__Required work__. Can you update the Eleventh Circuit opinion summaries, beginning at the words "Eleventh Circuit Court" and stopping after "purported supplement mailing.", so that "mailroom" reads "mail room" throughout that stretch?

__Extract to read__.
Eleventh Circuit Court of Appeals - Published Opinions
Thursday, April 24, 2014
In Jeffries v. U.S., No. 13-10730 (April 23, 2014), the Court affirmed the denial of a motion under 28 U.S.C. § 2255 on the ground that it was untimely. Jeffries claimed that he timely filed a supplement to his § 2255 motion. However, the prison employee in charge of the mailroom at the prison testified that there was no entry under Jeffries’ name in the mailroom book log on the date Jeffries claimed he mailed his supplement. In addition, Jeffries’ credibility was suspect because he claimed to have mailed his original § 2255 motion certified mail, but did not do so with his purported supplement mailing.
Tuesday, April 22, 2014
In U.S. v. Tellis, No. 12-12596 (April 18, 2014), the Court affirmed the denial of a sentence reduction under 18 U.S.C. § 3582(c)(2) for a defendant serving an 188-month sentence for conspiracy to sell crack cocaine. The Court found that the PSR at Tellis’ original sentencing stated that Tellis was a career offender. The Court noted that while Tellis’ sentence was previously reduced pursuant to Guideline Amendment 706, because it was in effect based on his drug quantity level, the more recent Guideline Amendment, Amendment 750, did not apply because Tellis’ career offender guideline range was now higher than his drug offense level. The Court reaffirmed prior Circuit precedent which rejected the argument that the Supreme Court’s decision in Freeman had abrogated the rule that career offenders are not eligible for retroactive reductions to the crack cocaine guidelines.

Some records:
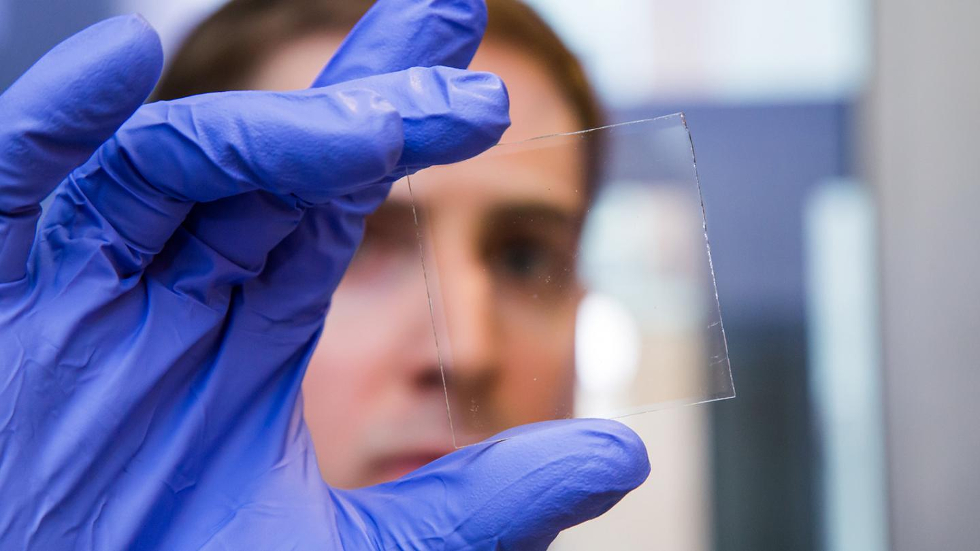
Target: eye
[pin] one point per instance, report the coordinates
(535, 265)
(524, 258)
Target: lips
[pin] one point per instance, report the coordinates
(395, 466)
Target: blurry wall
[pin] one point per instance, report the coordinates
(921, 151)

__Solution to this exercise__.
Eleventh Circuit Court of Appeals - Published Opinions
Thursday, April 24, 2014
In Jeffries v. U.S., No. 13-10730 (April 23, 2014), the Court affirmed the denial of a motion under 28 U.S.C. § 2255 on the ground that it was untimely. Jeffries claimed that he timely filed a supplement to his § 2255 motion. However, the prison employee in charge of the mail room at the prison testified that there was no entry under Jeffries’ name in the mail room book log on the date Jeffries claimed he mailed his supplement. In addition, Jeffries’ credibility was suspect because he claimed to have mailed his original § 2255 motion certified mail, but did not do so with his purported supplement mailing.